
    I saw this coming a long time ago, when I moved to Los Angeles. I was told by people there, “Buy a house. Don’t worry what it costs. The value doubles every year, so you just refinance every year and keep enough from the refi to make the payments.” I told them that a system like that is impossible to sustain. Several years later, they’re losing their houses. I hope they enjoy their nice cars and those trips were worth it, (paid for with the refi money) because that’s all they have left. Where I was, it was impossible to find anything decent for under $700k. I refused to buy because *I* couldn’t sustain those payments. Forget the fact that they promised the value would go up and I could refi.

    … and Tyler Durden was a nutjob. 🙂 That plan wouldn’t work anyways. The data isn’t all kept in their buildings. It’s distributed throughout backup locations that you’d never find out about. Sure, you could flood Iron Mountain, but you wouldn’t know if company X had an office in Nebraska where their offsite backups were housed.

    … and … explosives aren’t always the answer. I like a big explosion just as much as any other guy with a touch of pyromania. 🙂 Blowing up buildings of companies that you believe have done you wrong won’t accomplish the goal you expect. They actually run a bigger risk of hurting innocent people, which I really don’t believe in. In the scenario of the movie, while they were suppose to have evacuated the building security and janitorial staff, there’s still a risk of some innocent office worker sitting at his or her desk trying to keep their job by working 18 hour days for 8 hour days salary. Those are unacceptable losses. Beyond that, unless it’s insanely planned, tall buildings lean when collapsing, and debris is blown for blocks. That means people sleeping in their apartments and folks driving are at risk. In a major metro area, you’d likely take out a few cab drivers who were working hard for low pay to support their families. Not a good plan. Besides law enforcement coming after you, Karma is a bitch.

# [DATA FOR ANALYSIS]
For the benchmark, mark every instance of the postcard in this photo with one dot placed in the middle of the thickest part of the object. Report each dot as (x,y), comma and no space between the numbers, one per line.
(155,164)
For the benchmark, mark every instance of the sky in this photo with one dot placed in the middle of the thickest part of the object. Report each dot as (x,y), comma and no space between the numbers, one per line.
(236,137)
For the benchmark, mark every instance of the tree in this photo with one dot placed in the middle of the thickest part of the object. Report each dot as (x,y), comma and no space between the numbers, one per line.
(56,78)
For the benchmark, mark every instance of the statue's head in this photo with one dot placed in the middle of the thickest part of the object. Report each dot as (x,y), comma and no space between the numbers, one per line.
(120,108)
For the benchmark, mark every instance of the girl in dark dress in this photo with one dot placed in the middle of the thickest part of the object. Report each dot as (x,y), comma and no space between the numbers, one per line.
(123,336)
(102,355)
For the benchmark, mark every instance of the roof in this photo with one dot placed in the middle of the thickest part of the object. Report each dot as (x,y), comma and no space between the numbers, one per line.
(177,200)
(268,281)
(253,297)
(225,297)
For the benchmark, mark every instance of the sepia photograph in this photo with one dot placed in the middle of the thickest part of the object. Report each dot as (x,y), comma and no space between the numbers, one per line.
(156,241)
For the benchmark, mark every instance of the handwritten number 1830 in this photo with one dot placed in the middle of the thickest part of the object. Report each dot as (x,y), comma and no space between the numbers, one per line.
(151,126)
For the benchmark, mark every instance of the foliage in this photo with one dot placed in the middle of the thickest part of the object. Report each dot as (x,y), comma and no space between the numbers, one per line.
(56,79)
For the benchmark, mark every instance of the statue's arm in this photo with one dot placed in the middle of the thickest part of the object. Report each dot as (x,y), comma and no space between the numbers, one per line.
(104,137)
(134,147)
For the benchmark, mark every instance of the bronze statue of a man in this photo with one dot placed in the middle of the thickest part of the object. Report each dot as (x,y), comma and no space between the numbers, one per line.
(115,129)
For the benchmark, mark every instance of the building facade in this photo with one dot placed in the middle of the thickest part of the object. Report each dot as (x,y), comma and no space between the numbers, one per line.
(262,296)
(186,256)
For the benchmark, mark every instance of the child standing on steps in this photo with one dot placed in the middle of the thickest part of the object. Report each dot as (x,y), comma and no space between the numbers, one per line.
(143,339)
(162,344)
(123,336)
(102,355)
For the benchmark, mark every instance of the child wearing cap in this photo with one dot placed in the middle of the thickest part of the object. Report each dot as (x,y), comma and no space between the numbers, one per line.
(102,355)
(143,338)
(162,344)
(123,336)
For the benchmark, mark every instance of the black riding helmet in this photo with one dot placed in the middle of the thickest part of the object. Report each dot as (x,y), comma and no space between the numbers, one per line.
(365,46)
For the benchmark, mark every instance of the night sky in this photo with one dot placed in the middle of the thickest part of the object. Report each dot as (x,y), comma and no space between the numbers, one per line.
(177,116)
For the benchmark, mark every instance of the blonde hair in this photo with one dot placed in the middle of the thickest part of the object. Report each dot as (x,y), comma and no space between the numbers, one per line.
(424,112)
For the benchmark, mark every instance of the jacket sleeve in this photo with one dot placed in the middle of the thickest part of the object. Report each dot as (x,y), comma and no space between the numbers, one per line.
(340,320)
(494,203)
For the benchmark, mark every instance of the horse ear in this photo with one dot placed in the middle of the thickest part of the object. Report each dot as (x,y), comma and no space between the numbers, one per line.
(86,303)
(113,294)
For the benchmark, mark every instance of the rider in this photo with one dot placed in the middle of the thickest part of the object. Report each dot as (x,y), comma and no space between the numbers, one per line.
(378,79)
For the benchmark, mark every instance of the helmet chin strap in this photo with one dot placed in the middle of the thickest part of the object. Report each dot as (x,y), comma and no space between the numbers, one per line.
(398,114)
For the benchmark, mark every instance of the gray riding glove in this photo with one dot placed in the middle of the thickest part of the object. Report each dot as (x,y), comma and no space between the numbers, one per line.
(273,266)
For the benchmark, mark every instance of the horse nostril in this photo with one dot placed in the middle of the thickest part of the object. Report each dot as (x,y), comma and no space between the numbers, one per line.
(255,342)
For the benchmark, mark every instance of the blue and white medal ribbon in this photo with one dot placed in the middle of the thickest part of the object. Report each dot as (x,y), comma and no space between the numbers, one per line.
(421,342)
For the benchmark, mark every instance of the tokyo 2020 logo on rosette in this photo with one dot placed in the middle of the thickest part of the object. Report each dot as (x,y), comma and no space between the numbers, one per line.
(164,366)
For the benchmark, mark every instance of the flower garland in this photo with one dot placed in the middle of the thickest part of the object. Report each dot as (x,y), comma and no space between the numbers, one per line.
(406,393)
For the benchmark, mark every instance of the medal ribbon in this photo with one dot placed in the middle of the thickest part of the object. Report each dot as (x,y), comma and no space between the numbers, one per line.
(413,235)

# [WORK INSTRUCTIONS]
Please quote the passage from "I saw this coming" up to and including "I could refi.". The records stand apart from the passage and have no connection to it.

# [ANSWER TO THE PROBLEM]
I saw this coming a long time ago, when I moved to Los Angeles. I was told by people there, “Buy a house. Don’t worry what it costs. The value doubles every year, so you just refinance every year and keep enough from the refi to make the payments.” I told them that a system like that is impossible to sustain. Several years later, they’re losing their houses. I hope they enjoy their nice cars and those trips were worth it, (paid for with the refi money) because that’s all they have left. Where I was, it was impossible to find anything decent for under $700k. I refused to buy because *I* couldn’t sustain those payments. Forget the fact that they promised the value would go up and I could refi.